By Malory Davies
Christian Salvesen is backing a takeover bid from French group Norbert Dentressangle that values the business at £254.4m.
There have been suggestions that Dentressangle is over-paying – the price represents an 80 per cent premium over Salvesen’s share price immediately before the bid. However, Salvesen’s interim results for the year to 31 March show an asset value for the business of £262.5m.
The fact that investors have been valuing the business at less than the value of its assets is not simply a result of the struggle it has been having to rebuild the profitability of its transport business. It also reflects the generally poor view that the stock market takes of the third party logistics sector as a whole.
And the fact that members of the Salvesen family are supporting the deal is also highly significant. Family members are thought to own as much as 30 per cent of the company and they have played a key role in blocking bids in the past.
In 1996, Salvesen turned down a bid from Hays which valued it at about £1 billion saying its was difficult to see any industrial logic in the move. The Hays distribution business is now part of Kuehne + Nagel. Salvesen also rejected an approach from TDG in 2004.

> **Data segment**:

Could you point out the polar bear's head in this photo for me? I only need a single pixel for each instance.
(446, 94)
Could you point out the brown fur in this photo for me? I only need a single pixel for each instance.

> **Exercise description**: Can you set down, word for word, the part of the Salvesen takeover text that begins at the words "And the fact" and stops after "in the past."?

> **Response to this exercise**:
And the fact that members of the Salvesen family are supporting the deal is also highly significant. Family members are thought to own as much as 30 per cent of the company and they have played a key role in blocking bids in the past.